Selected extract:
========================================================================

High Availability (HA)¶

HeliosDB-Lite provides multi-tier high availability through WAL streaming, multi-primary replication, and sharding.

HA Tiers Overview¶

Tier	Name	Architecture	Use Case
Tier 1	Warm Standby	Active-Passive	Basic HA, disaster recovery
Tier 2	Multi-Primary	Active-Active	Geographic distribution
Tier 3	Sharding	Distributed	Horizontal scaling

Feature Flags¶

Enable HA features via Cargo feature flags:

[dependencies]
heliosdb-lite = { version = "3.4", features = ["ha-tier1"] }

Feature	Description
`ha-tier1`	Warm standby replication
`ha-tier2`	Multi-primary replication
`ha-tier3`	Sharding support
`ha-dedup`	Content-addressed deduplication
`ha-branch-replication`	Branch-to-server replication

Tier 1: Warm Standby¶

Active-passive replication with automatic failover.

Architecture¶

┌─────────────┐     WAL Stream    ┌─────────────┐
│   Primary   │ ───────────────→ │   Standby   │
│   (Active)  │                   │  (Passive)  │
└─────────────┘                   └─────────────┘
       ↓                                 ↓
   Read/Write                       Read-Only

Components¶

Component	Description
`WalReplicator`	Streams WAL from primary
`WalApplicator`	Applies WAL on standby
`FailoverWatcher`	Monitors primary health
`LsnManager`	Tracks replication position
`SplitBrainProtector`	Prevents dual-primary scenarios

Configuration¶

use heliosdb_lite::replication::{ReplicationConfig, SyncMode};

let config = ReplicationConfig::builder()

========================================================================

Listed records:
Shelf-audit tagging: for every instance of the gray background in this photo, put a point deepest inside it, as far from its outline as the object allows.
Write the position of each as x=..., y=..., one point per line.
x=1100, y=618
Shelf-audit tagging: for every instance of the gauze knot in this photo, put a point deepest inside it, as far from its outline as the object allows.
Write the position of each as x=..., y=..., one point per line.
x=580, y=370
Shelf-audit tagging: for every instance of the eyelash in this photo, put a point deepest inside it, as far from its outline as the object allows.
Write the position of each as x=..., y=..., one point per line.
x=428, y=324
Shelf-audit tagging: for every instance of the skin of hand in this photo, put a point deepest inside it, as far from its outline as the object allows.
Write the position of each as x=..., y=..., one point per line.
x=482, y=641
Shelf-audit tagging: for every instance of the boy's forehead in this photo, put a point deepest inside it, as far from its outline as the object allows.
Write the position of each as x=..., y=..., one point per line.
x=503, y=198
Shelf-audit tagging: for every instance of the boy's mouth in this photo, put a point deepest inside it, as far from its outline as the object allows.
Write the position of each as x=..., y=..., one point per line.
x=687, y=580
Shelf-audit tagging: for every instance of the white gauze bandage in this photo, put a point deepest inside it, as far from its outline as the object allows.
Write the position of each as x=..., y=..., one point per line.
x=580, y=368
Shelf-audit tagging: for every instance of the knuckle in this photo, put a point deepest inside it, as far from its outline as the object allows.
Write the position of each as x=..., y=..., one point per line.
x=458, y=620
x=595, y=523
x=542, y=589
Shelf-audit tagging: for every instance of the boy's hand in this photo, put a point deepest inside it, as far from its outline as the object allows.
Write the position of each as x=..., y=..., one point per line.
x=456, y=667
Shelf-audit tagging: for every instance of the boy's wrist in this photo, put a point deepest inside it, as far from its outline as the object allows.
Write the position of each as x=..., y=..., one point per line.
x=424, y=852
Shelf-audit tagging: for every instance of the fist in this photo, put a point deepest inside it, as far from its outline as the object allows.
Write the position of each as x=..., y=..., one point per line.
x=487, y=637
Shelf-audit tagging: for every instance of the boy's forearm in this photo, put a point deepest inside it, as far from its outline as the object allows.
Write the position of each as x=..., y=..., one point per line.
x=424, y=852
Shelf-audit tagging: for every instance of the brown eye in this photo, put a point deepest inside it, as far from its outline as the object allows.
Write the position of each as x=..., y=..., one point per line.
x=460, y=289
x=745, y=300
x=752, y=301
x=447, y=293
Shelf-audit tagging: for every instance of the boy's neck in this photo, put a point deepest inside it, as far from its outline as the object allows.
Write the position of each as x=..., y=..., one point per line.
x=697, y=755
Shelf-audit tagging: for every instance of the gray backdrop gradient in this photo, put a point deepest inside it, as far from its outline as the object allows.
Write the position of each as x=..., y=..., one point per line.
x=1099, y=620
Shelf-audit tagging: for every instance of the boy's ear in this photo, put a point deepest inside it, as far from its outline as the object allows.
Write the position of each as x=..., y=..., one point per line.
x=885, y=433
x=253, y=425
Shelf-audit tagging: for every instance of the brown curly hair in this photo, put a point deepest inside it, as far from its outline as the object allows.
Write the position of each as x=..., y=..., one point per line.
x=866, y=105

========================================================================

Written task 1: In the high availability page, reproduce word for word the passage that opens with "[dependencies]" and closes with "with automatic failover.".
Written task 2: According to the high availability page, which component prevents dual-primary scenarios?

Worked answer 1:
[dependencies]
heliosdb-lite = { version = "3.4", features = ["ha-tier1"] }

Feature	Description
`ha-tier1`	Warm standby replication
`ha-tier2`	Multi-primary replication
`ha-tier3`	Sharding support
`ha-dedup`	Content-addressed deduplication
`ha-branch-replication`	Branch-to-server replication

Tier 1: Warm Standby¶

Active-passive replication with automatic failover.

Worked answer 2: SplitBrainProtector